● WRITTEN EXERCISE 1
Answer these questions from the program notes:
(a) Which two school teams does Hannah captain?
(b) What is the final destination of this season's concert tour?
(c) What nicknames distinguished Elmer Bernstein from Leonard Bernstein?
● WRITTEN EXERCISE 2
Resume the program notes about the Western-themed concert, picking up right after their final sentence.

● SOURCE PASSAGE
Hannah enjoys being with her extended family and her two dogs. She loves to play chamber music with her sister Sophie, but despite the important place music has in her life, she excels in other activities. As captain of her school’s cross-country and track teams, she has been to the state level competition for both sports.

On this season’s concert tour around the world we have arrived at our final destination: the American West – a region real and mythic – best-known to most of us through books, songs, and films. Our program reflects this awareness by including selections from iconic movie scores and orchestra pieces written by contemporary composers – all inspired by the mystique of the Wild, Wild West.

Elmer Bernstein was an American composer and conductor who wrote theme songs and scores for more than 200 films, TV shows, and Broadway musicals. Born in New York City, he gravitated toward music at the age of 12 and received a scholarship in piano with Henriette Michelson, a Juilliard teacher who guided him through his career as a pianist. He was also encouraged by Aaron Copland, which may account for some stylistic similarities in his western scores to Copland’s music. He was not related to Leonard Bernstein, but the two men were friends, and within the world of professional music, they were distinguished from each other by the use of the nicknames Bernstein West (Elmer) and Bernstein East (Leonard).

● DATA BLOCK
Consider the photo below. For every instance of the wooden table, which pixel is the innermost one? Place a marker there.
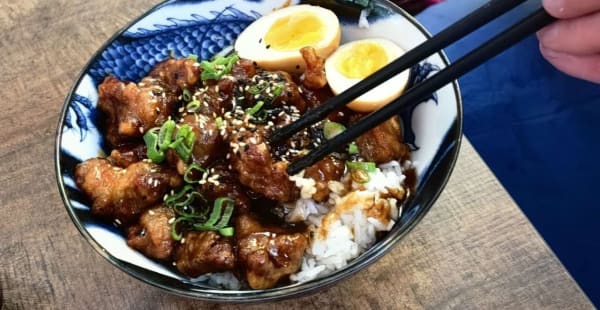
(475, 249)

● REPLY 1
(a) Cross-country and track.
(b) The American West.
(c) Bernstein West for Elmer and Bernstein East for Leonard.

● REPLY 2
Over the course of his career Bernstein received 14 Academy Award nominations. He was nominated at least once per decade from the 1950s until the 2000s, but his only Best Original Music Score win was for Thoroughly Modern Millie in 1967. Outside the Academy, his musical score for the Magnificent Seven (1960) won a Western Heritage Award, as did his score for the Hallelujah Trail (1965).

The Magnificent Seven is an American western film directed by John Sturges and starring Yul Brynner, Eli Wallach, and Steve McQueen. It is an Old West-style remake of Akira Kurosawa’s Japanese-language movie Seven Samurai (1954). Critics were not impressed with the film when it was released in 1960, but their opinions notwithstanding, the main theme of the musical score took on a life of its own. Frequently quoted in the media and popular culture, it was used in commercials for Marlboro cigarettes and included in the James Bond film, Moonraker.

Adrienne Albert is an American composer living and working in Santa Monica, CA. The child of European-trained professional violinists, she began studying the piano at age 4 and composition at age 10. She had the good fortune to have had excellent piano and composition teachers, and she graduated from UCLA with a degree in music performance and education. Albert’s first professional work in music was as a mezzo-soprano soloist. She enjoyed a long working relationship with Leonard Bernstein and Igor Stravinsky among others in this capacity. Then after a career performing other people’s music in New York City, she returned to Los Angeles to devote her talents to composition.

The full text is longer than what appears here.